بسم الله الرحمن الرحيم
Mendahulukan Ilmu Sebelum Beramal
Segala puji bagi
Allah, shalawat dan salam semoga terlimpah kepada Rasulullah, kepada
keluarganya, para sahabatnya, dan orang-orang yang mengikutinya hingga hari
Kiamat, amma ba’du:
Syaikh Muhammad bin Abdul Wahhab rahimahullah berkata, "Ketahuilah, -semoga Allah
merahmatimu-, bahwa wajib bagi kita mendalami empat masalah:
1. Ilmu, yaitu mengenal Allah, mengenal Nabi-Nya dan mengenal
agama Islam, berdasarkan dalil.
2. Mengamalkan ilmu tersebut.
3. Berdakwah dan mengajak orang lain kepadanya.
4. Bersabar menghadapi segala rintangan dalam hal tersebut.
Dalilnya adalah firman Allah Ta’ala,
وَالْعَصْرِ (1) إِنَّ الْإِنْسَانَ لَفِي خُسْرٍ (2) إِلَّا
الَّذِينَ آَمَنُوا وَعَمِلُوا الصَّالِحَاتِ وَتَوَاصَوْا بِالْحَقِّ
وَتَوَاصَوْا بِالصَّبْرِ (3)

- _Entri Data_
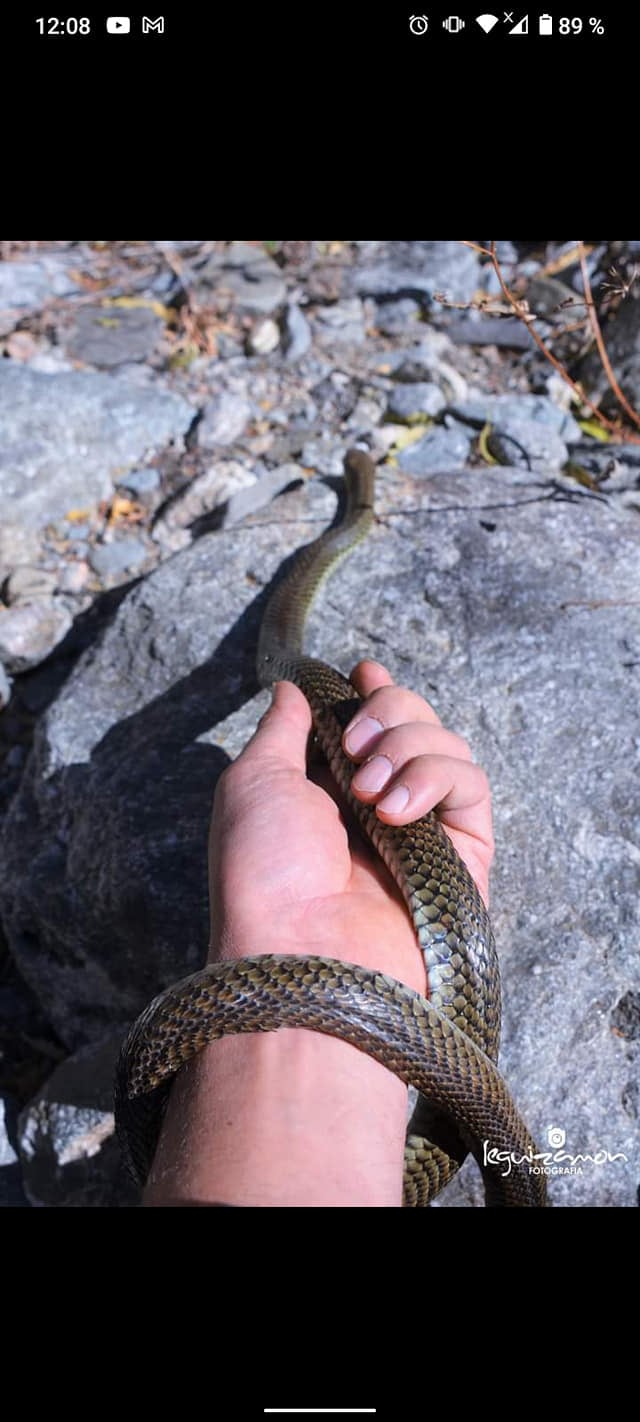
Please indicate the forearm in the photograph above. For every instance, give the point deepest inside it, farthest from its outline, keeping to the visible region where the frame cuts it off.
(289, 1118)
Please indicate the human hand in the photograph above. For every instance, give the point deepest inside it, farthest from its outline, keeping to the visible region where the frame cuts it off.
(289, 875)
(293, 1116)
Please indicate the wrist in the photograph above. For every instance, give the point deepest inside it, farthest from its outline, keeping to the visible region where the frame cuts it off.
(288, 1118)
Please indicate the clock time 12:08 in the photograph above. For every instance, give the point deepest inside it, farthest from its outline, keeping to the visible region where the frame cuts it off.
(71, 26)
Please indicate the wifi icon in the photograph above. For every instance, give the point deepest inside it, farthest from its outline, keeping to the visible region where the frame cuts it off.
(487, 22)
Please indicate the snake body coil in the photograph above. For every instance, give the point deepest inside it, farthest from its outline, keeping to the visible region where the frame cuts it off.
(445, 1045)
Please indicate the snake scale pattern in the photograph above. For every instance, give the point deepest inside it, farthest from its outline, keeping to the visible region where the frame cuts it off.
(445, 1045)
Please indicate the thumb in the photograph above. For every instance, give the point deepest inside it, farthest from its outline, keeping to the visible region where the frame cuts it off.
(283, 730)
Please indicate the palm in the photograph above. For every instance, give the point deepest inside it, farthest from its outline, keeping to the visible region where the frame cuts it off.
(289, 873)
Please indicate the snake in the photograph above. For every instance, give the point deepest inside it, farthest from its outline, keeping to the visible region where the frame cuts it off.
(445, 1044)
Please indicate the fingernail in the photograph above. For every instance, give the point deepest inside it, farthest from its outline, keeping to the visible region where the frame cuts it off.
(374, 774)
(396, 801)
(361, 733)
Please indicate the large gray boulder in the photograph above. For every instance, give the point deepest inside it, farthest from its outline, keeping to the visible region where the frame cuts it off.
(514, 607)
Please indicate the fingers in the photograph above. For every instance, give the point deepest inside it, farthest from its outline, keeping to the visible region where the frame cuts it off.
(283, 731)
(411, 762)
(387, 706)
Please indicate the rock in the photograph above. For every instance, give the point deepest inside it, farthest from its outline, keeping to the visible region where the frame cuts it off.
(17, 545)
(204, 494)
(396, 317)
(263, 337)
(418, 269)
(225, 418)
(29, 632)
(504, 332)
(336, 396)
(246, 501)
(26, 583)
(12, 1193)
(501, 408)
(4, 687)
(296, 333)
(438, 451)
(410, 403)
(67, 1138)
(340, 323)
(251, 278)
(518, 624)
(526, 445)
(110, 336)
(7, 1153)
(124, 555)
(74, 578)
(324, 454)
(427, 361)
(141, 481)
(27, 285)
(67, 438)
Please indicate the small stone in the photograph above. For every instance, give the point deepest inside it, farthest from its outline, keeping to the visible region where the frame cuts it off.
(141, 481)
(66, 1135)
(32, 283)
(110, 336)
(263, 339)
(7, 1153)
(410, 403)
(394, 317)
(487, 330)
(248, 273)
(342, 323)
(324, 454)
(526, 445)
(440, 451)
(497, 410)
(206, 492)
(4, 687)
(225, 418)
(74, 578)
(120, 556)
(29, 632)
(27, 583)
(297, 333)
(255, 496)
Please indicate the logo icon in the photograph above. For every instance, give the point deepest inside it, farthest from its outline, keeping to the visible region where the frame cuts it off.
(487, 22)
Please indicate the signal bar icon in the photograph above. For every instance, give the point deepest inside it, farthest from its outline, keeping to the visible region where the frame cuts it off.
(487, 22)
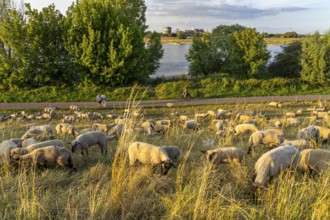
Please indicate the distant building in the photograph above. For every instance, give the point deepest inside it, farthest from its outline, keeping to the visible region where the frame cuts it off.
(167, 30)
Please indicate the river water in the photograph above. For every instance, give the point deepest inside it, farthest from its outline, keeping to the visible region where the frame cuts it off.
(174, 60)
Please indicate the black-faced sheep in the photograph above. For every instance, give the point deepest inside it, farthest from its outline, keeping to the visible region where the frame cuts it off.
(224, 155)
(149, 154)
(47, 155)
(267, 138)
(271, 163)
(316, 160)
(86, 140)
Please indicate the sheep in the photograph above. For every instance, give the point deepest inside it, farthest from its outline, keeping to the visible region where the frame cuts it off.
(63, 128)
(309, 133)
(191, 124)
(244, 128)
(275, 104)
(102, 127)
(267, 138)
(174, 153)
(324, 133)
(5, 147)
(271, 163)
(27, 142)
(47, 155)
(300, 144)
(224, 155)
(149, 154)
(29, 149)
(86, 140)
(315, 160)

--

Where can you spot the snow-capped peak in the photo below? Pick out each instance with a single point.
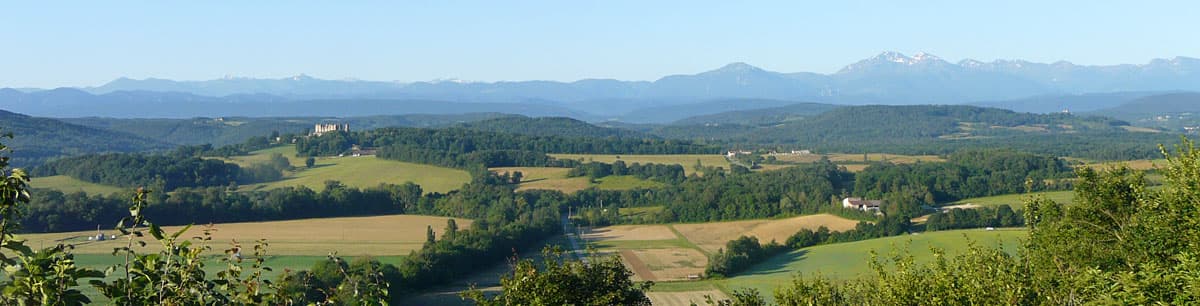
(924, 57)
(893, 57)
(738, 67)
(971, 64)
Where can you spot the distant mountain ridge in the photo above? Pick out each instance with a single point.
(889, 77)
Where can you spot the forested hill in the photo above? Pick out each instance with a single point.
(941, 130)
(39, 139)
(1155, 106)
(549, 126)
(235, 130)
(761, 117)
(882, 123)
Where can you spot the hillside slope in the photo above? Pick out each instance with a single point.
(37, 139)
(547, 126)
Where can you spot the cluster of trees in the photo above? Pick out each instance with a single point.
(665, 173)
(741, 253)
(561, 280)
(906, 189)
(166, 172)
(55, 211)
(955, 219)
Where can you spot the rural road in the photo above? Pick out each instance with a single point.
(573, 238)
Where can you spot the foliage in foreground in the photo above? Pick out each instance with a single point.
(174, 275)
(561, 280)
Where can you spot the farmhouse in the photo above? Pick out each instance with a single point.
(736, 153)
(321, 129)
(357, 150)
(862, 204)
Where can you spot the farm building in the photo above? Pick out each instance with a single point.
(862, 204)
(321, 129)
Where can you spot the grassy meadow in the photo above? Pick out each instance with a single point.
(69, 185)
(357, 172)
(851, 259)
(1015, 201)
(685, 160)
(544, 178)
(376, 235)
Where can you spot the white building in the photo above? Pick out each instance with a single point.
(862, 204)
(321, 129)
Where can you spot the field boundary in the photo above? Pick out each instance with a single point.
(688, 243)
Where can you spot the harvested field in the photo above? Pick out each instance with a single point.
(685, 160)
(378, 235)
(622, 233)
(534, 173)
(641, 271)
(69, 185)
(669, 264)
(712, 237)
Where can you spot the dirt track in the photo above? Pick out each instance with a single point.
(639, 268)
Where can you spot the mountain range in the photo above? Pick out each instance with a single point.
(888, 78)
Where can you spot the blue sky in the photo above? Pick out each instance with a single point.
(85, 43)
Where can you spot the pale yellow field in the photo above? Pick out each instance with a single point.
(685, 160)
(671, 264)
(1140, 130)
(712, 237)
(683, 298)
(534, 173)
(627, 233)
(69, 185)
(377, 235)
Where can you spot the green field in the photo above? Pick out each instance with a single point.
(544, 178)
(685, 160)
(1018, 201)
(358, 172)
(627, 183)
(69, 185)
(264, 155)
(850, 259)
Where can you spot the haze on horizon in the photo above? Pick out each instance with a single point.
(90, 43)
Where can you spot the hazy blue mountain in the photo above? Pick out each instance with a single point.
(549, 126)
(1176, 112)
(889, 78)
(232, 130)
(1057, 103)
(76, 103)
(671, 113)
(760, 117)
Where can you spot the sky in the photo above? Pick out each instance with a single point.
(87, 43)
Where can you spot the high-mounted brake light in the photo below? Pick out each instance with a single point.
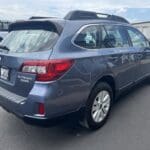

- _Tujuan Latihan_
Sebutkan semua masalah yang menurut bacaan tentang mendahulukan ilmu sebelum beramal wajib didalami.

- _Jawaban_
1. Ilmu, yaitu mengenal Allah, mengenal Nabi-Nya dan mengenal agama Islam, berdasarkan dalil.
2. Mengamalkan ilmu tersebut.
3. Berdakwah dan mengajak orang lain kepadanya.
4. Bersabar menghadapi segala rintangan dalam hal tersebut.